_PROBLEM TO SOLVE:_
Look through the material below and return every line that contains "pixel".

_PROVIDED ENTRIES:_
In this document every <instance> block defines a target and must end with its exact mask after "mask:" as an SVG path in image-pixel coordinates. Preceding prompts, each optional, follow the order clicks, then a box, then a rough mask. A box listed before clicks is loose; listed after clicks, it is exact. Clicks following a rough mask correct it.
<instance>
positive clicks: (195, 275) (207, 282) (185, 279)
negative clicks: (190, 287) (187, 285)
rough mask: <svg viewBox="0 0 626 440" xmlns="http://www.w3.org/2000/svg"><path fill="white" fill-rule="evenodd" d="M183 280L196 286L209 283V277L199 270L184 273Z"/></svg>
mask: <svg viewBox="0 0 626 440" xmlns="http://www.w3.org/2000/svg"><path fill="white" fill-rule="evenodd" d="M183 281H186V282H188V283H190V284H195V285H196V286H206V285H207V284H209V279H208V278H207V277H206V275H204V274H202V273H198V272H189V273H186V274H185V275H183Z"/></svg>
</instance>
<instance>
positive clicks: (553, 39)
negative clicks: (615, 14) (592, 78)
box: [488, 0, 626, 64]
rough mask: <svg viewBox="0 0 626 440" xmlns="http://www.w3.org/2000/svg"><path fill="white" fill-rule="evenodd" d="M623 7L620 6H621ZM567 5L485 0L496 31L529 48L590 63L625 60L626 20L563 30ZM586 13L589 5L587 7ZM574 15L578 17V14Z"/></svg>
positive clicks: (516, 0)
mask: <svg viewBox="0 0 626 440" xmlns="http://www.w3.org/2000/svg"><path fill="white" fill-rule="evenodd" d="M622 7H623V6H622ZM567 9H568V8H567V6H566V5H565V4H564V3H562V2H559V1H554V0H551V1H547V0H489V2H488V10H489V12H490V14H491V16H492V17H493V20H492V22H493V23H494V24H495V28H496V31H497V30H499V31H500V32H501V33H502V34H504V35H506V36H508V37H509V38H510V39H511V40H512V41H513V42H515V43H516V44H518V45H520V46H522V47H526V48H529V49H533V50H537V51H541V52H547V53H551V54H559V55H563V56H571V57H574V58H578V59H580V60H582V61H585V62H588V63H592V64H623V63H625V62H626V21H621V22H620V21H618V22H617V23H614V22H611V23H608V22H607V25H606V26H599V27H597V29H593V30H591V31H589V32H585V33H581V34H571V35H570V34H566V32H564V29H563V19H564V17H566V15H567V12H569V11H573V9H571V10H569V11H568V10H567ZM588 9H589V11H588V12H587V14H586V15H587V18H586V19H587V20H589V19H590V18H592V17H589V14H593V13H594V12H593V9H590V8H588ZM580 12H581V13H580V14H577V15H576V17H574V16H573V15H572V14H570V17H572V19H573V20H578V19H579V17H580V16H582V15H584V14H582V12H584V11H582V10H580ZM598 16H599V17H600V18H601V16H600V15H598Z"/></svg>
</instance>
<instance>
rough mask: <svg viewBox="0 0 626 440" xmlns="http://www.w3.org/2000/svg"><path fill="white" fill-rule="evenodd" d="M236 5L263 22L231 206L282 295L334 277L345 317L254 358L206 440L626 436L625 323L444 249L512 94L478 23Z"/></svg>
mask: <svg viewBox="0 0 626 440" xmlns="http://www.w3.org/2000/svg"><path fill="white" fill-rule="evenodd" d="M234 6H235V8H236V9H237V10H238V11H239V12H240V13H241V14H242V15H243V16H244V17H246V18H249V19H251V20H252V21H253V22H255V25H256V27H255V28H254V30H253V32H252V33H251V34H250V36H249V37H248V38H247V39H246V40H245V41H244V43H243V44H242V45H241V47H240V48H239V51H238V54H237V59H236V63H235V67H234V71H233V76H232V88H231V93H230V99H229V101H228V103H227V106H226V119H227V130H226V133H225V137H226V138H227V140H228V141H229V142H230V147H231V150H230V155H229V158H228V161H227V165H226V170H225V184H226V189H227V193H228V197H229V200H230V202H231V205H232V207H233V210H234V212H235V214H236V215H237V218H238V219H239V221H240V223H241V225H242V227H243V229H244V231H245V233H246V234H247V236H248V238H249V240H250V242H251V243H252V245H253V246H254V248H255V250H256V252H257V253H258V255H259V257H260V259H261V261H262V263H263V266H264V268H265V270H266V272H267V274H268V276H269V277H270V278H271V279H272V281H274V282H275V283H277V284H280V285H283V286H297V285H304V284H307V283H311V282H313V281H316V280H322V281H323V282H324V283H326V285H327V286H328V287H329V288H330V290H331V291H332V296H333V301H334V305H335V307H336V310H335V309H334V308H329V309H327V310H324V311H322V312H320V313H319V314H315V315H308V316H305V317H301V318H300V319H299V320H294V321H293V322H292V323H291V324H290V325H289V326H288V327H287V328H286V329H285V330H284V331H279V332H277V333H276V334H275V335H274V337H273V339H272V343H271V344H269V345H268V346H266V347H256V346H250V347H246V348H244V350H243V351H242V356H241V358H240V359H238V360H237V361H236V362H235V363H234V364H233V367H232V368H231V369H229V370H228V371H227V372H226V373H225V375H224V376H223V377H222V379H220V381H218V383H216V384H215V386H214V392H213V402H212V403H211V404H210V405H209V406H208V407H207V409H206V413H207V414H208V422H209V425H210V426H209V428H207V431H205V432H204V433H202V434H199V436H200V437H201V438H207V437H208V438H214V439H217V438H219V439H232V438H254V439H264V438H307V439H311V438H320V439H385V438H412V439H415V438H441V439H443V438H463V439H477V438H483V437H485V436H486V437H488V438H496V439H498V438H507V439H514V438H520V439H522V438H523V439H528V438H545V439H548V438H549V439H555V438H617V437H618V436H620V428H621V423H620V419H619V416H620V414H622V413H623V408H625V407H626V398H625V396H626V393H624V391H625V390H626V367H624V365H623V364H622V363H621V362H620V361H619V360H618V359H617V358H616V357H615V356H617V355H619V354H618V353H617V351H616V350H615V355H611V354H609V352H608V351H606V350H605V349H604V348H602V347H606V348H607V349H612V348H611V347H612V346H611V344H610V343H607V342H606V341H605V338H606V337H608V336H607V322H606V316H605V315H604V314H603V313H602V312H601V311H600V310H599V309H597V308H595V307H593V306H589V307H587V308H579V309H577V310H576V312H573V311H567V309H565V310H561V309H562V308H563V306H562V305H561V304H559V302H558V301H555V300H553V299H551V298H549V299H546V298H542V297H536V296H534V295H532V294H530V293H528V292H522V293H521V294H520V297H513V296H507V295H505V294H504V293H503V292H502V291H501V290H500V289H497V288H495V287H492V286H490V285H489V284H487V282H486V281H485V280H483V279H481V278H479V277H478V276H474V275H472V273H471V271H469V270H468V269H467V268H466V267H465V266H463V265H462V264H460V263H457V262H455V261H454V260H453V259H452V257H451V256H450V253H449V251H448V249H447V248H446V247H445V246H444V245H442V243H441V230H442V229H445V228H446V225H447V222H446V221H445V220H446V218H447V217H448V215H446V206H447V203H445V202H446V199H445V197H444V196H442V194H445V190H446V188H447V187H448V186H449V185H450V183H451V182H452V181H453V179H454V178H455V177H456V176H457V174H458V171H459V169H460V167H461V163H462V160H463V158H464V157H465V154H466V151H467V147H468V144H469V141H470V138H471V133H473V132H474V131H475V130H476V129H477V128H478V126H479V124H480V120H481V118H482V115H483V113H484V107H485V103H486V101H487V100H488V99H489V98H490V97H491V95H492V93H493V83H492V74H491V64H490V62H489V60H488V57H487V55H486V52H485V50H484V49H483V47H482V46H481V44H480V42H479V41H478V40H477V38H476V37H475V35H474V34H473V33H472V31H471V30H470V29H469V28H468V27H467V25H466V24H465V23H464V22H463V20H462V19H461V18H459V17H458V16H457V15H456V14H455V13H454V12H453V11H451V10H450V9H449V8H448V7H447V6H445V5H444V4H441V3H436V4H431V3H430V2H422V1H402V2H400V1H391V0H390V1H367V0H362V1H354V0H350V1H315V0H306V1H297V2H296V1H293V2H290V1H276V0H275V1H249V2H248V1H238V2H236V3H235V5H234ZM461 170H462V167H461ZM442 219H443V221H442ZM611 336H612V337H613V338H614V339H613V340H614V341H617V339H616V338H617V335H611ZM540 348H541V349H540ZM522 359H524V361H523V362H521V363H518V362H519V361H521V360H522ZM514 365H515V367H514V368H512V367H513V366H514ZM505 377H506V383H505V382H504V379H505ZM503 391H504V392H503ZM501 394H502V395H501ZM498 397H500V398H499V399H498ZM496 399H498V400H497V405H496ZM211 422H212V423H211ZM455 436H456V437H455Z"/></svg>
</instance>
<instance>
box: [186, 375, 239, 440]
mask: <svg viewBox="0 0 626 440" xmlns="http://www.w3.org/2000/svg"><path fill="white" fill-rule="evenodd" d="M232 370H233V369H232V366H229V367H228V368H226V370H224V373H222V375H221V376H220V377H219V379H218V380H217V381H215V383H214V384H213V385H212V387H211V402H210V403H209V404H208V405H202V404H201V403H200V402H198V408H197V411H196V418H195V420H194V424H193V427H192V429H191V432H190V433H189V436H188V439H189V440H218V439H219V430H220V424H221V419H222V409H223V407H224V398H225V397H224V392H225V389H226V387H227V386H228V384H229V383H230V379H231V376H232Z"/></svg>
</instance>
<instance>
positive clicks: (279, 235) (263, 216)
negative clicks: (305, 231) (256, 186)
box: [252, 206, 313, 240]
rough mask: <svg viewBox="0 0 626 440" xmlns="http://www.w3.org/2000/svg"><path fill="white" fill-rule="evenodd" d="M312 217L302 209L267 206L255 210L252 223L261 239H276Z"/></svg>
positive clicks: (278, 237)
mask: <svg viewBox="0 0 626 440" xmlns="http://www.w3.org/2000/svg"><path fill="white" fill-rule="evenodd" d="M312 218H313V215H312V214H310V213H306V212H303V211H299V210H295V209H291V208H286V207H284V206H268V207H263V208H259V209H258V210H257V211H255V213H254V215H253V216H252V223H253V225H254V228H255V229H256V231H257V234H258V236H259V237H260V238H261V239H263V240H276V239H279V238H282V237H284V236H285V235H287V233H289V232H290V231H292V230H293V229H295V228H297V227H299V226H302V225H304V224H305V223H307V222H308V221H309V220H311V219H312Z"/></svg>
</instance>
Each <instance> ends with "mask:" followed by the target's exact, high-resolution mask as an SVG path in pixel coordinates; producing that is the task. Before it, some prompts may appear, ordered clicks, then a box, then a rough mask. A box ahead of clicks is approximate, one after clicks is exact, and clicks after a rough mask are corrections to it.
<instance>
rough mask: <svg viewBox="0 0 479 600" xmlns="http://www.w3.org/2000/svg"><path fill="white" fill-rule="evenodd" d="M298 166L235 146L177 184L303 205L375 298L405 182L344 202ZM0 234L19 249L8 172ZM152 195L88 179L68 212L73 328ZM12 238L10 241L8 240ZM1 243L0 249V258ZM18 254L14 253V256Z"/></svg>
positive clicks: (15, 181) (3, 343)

_RESPONSE BELOW:_
In this document every <instance> block defines a target and must end with its exact mask after "mask:" as an SVG path in image-pixel coordinates. Preceding prompts, each optional, follow the order clicks, then a box, then a rough mask. A box listed before clicks is loose; listed after clicks, it is exact. Clicks following a rough mask correct it.
Each <instance> ends with "mask:" followed by the target's exact, high-resolution mask as an SVG path in pixel coordinates; producing that is the task. Before it, some prompts may appear, ordered clicks, then a box, then a rough mask. A box ahead of clicks is approximate, one after clicks is exact, and clicks after a rough mask are corrections to it.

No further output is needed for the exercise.